==== DATASET RECORDS

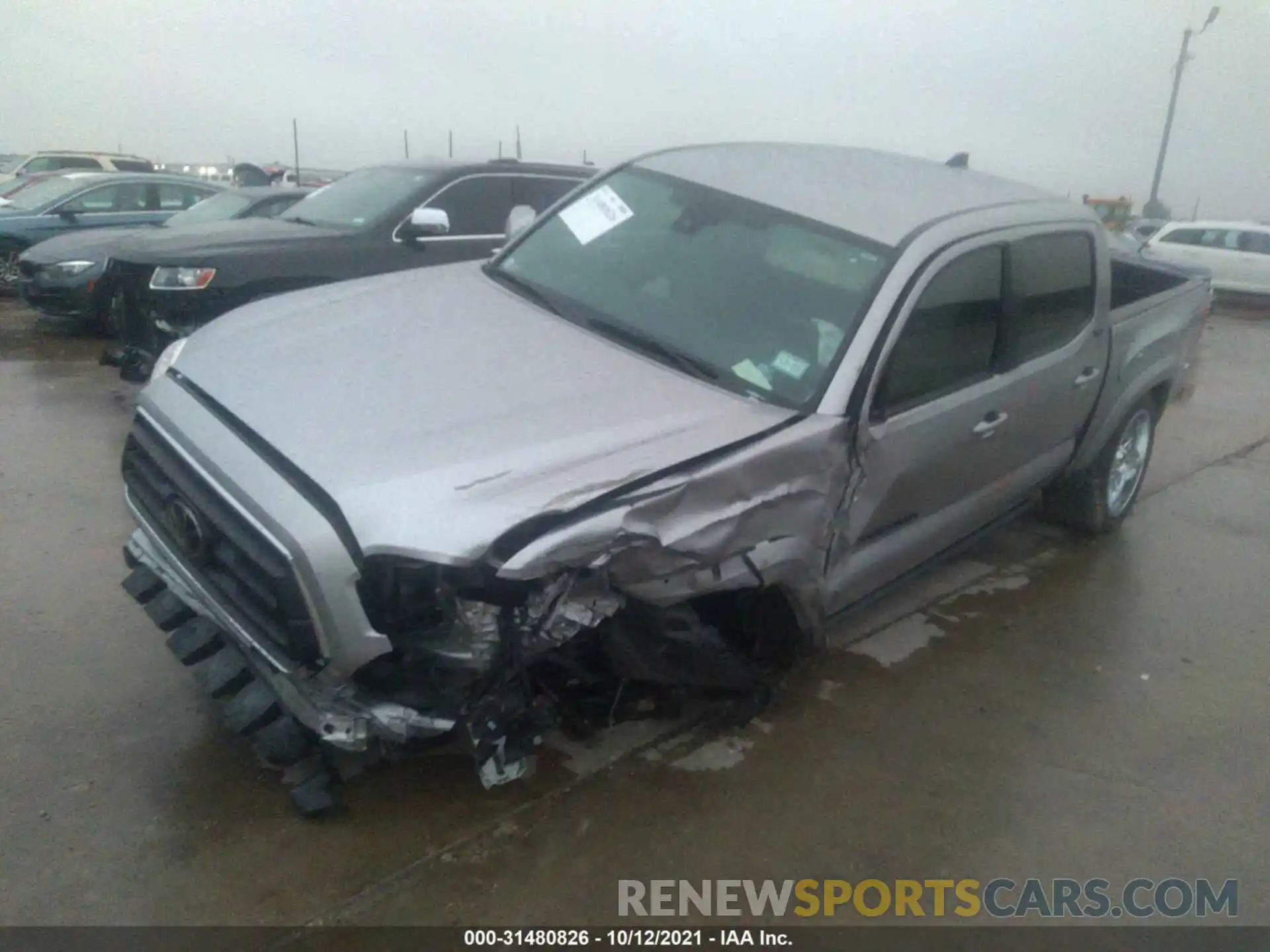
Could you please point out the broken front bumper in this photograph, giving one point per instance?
(234, 669)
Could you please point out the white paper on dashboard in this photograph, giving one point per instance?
(599, 211)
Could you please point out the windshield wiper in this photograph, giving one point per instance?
(693, 366)
(524, 288)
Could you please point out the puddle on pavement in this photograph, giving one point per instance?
(27, 335)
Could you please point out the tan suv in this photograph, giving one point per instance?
(73, 161)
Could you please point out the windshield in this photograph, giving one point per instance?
(360, 198)
(763, 299)
(40, 194)
(220, 207)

========

* **THE TASK**:
Could the entries above be returned verbatim, with no pictures included?

* **RESULT OF THE TASK**:
Could you please point out the broken front bumper in this photograph, giving one point per instance?
(234, 669)
Could you please point out the white paper on dashboard in this photograph, giving one point per instance?
(599, 211)
Could you please point out the windshield wiper in this photograph, giving one point per instance?
(693, 366)
(524, 288)
Could you please point out the puddle on pavement in this photograph, giving one point per instance?
(27, 335)
Could you please point out the tan suv in this photograph, giving one point per instance?
(73, 161)
Could you please point out the windshield in this photograph, giving one point per instance?
(360, 198)
(763, 299)
(40, 194)
(220, 207)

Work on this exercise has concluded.